Reputation: 294218
I am going to be iterating through many data frames to append to a table in an hdfs store. The indices will overlap with each other. I want to append only the rows with indices that aren't already in the store.
Consider my data frames d1
and d2
:
d1 = pd.DataFrame.from_dict(
{('a', 'x'): {'col': 1}, ('a', 'y'): {'col': 1}}, orient='index')
d2 = pd.DataFrame.from_dict(
{('b', 'x'): {'col': 2}, ('a', 'y'): {'col': 2}}, orient='index')
print(d1, '\n\n', d2)
col
a x 1
y 1
col
a y 2
b x 2
I want to accomplish the same logic as the following:
d1.append(d2.loc[d2.index.difference(d1.index)])
col
a x 1
y 1
b x 2
But I want this for appending to the hdfs store.
d1.to_hdf('test.h5', 'mytable', format='table')
d2.to_hdf('test.h5', 'mytable', append=True)
pd.read_hdf('test.h5', 'mytable')

**RECORD SET:**
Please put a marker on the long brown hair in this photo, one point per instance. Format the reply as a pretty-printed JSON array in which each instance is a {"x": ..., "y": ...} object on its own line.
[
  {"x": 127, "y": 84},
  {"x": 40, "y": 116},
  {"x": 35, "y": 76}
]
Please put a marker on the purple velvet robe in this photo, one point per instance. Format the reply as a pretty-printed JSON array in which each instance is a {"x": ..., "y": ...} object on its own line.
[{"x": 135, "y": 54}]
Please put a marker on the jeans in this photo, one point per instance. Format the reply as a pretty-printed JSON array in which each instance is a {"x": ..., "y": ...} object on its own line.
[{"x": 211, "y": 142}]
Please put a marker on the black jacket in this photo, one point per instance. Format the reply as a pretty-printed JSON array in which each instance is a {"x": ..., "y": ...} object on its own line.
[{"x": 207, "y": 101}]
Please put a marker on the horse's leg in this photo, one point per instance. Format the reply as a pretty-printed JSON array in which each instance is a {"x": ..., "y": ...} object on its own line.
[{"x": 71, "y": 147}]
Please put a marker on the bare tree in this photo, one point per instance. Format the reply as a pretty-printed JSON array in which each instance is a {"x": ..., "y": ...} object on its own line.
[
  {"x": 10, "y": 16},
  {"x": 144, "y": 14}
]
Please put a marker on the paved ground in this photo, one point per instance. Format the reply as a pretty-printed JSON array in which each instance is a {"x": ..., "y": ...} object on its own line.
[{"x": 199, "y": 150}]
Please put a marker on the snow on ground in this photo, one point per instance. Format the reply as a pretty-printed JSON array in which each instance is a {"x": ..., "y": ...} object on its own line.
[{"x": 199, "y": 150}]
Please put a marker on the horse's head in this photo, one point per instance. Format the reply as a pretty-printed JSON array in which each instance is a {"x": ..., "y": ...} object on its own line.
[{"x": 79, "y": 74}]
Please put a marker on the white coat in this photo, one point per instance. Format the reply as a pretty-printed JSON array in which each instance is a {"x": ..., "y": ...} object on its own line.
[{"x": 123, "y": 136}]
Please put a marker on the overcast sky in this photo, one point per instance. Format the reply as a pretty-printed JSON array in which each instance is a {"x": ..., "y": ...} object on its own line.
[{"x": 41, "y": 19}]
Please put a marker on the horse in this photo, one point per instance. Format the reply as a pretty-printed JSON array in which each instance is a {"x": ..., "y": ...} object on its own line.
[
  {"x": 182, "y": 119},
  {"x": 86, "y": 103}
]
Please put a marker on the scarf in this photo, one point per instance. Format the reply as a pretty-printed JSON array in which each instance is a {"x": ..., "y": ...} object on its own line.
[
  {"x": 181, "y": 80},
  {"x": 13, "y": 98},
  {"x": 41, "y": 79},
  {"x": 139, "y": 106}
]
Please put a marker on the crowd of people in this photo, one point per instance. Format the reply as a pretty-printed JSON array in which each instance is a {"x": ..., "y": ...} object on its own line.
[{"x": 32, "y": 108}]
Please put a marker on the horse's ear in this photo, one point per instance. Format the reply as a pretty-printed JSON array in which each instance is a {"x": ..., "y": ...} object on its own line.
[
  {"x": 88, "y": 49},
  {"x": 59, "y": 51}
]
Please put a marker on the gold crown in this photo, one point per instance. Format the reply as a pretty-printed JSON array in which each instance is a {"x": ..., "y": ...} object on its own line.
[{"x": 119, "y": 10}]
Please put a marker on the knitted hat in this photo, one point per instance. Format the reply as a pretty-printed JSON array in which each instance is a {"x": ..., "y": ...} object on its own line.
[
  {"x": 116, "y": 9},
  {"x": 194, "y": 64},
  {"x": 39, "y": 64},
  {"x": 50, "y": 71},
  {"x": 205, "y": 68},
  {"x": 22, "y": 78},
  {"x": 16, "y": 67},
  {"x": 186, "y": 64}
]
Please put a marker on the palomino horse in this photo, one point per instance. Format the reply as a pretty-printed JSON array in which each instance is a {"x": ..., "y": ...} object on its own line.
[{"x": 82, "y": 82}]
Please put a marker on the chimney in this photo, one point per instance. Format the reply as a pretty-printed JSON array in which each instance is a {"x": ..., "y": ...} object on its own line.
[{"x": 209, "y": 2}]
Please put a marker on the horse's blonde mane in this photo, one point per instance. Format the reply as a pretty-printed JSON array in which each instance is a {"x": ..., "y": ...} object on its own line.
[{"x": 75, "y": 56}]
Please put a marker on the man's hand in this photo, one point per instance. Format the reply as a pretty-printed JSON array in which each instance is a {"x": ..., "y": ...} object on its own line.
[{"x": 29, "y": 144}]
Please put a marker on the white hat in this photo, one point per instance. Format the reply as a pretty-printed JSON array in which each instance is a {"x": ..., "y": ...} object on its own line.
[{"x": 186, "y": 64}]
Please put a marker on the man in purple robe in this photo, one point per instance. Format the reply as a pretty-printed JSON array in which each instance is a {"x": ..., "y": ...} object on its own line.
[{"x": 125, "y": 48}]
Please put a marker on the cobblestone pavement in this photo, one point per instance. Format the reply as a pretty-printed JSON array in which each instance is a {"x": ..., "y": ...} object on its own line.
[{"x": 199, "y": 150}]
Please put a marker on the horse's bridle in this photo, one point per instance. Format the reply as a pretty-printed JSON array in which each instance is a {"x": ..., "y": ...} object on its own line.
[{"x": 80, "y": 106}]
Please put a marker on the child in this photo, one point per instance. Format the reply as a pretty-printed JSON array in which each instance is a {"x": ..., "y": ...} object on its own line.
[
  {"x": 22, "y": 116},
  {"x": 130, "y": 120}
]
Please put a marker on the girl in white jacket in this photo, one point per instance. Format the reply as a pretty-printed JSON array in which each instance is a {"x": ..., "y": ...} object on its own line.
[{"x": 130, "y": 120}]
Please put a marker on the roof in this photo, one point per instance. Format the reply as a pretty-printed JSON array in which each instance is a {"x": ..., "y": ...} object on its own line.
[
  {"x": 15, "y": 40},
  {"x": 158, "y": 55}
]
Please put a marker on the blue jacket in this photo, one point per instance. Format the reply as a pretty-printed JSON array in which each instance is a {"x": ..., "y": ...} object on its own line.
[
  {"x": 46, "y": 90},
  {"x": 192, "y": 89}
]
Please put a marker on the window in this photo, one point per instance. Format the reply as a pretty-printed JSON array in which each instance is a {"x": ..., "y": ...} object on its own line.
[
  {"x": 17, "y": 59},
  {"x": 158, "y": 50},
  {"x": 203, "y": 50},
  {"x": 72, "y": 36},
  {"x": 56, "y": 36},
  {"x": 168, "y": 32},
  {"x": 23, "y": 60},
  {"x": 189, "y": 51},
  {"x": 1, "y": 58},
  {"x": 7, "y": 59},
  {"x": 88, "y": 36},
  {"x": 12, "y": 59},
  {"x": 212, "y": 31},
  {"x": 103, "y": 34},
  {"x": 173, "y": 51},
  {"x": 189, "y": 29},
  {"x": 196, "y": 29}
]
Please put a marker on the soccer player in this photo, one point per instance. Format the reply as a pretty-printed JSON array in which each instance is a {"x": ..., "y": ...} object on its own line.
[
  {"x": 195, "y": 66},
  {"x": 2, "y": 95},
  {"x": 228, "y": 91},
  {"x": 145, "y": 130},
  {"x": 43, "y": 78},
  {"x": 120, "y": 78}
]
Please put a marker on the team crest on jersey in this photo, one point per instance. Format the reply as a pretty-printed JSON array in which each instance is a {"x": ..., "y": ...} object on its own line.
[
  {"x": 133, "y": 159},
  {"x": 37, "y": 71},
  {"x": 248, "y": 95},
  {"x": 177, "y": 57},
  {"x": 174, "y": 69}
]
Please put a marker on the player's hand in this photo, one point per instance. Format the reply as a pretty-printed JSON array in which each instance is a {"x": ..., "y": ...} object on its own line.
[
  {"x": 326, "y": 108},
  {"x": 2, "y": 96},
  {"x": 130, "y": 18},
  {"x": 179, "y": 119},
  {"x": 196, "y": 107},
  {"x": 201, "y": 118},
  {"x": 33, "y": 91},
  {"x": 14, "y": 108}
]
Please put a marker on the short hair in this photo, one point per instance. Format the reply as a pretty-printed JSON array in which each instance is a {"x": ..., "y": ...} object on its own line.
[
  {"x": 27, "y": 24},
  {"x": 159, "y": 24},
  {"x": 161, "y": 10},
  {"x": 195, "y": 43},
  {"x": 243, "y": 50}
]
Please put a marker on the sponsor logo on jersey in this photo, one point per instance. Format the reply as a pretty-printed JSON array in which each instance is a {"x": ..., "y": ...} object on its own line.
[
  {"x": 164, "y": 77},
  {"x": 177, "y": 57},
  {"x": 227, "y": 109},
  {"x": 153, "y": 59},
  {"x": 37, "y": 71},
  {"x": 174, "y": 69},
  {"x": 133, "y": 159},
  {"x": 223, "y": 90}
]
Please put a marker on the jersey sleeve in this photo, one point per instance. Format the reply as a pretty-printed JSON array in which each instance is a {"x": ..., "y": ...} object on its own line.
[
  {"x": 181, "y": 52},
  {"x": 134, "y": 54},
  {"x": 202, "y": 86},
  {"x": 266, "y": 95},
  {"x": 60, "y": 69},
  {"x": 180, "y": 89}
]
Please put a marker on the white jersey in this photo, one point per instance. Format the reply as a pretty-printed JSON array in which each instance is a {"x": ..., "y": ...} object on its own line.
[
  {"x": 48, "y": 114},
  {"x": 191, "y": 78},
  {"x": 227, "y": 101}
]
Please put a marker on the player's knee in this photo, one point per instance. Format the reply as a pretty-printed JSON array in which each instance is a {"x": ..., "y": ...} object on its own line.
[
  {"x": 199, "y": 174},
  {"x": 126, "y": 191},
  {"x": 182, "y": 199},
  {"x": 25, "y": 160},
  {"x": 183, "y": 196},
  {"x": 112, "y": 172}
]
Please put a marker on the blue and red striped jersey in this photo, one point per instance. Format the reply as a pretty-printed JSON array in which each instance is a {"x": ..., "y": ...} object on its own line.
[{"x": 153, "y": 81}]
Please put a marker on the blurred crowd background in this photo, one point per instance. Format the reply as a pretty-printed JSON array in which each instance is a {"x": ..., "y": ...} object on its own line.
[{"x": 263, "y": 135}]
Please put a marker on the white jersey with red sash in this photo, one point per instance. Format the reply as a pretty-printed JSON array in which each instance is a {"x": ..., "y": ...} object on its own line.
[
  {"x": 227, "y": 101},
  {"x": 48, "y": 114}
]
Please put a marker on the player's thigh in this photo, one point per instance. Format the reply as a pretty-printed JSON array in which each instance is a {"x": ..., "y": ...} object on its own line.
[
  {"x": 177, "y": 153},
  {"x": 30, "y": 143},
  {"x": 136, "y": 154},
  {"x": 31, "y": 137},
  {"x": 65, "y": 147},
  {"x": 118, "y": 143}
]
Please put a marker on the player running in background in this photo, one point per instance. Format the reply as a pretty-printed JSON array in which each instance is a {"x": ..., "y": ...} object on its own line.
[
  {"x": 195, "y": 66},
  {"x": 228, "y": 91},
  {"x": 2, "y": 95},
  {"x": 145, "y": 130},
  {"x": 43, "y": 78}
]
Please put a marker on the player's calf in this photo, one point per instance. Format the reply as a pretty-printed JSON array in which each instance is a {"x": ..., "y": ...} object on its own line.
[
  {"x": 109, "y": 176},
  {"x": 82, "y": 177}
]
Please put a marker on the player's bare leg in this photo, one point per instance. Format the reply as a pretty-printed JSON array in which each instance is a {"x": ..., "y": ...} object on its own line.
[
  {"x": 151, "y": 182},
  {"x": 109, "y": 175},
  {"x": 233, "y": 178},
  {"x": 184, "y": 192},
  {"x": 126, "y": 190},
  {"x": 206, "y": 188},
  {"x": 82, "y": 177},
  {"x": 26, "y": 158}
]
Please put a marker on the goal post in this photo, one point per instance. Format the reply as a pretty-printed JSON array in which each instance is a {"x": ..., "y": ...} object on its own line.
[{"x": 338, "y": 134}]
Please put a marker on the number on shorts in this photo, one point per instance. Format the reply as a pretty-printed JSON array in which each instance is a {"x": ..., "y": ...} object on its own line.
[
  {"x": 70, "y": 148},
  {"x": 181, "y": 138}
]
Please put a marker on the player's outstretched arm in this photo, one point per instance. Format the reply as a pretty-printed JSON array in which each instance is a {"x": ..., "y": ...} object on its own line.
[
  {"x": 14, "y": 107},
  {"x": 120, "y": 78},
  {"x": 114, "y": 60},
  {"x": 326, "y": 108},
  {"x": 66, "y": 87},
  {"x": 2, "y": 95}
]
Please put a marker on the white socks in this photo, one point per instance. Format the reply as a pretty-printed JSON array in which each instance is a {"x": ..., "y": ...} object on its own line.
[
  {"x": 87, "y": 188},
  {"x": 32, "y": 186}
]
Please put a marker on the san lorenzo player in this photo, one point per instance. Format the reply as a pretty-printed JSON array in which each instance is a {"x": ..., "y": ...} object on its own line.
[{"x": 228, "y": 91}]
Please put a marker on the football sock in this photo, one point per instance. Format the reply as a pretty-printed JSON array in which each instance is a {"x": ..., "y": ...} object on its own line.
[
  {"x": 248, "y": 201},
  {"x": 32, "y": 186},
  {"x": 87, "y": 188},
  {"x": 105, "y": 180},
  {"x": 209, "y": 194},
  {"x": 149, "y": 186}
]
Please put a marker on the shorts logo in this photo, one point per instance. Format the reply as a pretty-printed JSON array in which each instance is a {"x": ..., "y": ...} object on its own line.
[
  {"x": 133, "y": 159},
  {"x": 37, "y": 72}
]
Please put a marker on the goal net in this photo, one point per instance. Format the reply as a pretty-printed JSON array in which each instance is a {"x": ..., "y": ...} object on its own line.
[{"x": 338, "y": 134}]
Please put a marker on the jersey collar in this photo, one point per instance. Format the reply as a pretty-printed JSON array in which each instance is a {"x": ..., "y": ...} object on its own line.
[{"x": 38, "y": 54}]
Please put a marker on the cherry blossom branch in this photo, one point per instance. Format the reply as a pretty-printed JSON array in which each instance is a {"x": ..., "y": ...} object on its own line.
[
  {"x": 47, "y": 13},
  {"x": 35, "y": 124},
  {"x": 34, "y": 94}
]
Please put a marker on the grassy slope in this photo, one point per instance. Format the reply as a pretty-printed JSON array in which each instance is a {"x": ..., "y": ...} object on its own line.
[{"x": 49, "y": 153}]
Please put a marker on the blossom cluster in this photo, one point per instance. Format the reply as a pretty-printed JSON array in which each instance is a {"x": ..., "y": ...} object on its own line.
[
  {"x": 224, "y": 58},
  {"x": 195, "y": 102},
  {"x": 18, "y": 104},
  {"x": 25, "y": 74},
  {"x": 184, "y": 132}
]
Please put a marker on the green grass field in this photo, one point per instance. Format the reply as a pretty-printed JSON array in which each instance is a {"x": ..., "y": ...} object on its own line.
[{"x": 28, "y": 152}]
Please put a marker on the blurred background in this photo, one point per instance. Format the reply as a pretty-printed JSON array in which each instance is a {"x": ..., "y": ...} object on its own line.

**DIRECTIVE:** Resume the post about appending only new index rows to an HDF store, beginning right after its final line.

**ANSWER TO THE EXERCISE:**
col
a x 1
y 1
y 2
b x 2
You can see that the index ('a', 'y')
is duplicated with the two different values. I'm assuming there is a way to check the index values in the table prior to appending new rows to the table.
Upvotes: 3
Views: 507
Reputation: 16079
It might help to initialize the store first. Then you should be able to assign a dataframe to mytable
and work with it just like you did in your dataframe only example.
store = pd.HDFStore('test.h5')
store['mytable'] = d1
store['mytable'].append(d2.loc[d2.index.difference(store['mytable'].index)])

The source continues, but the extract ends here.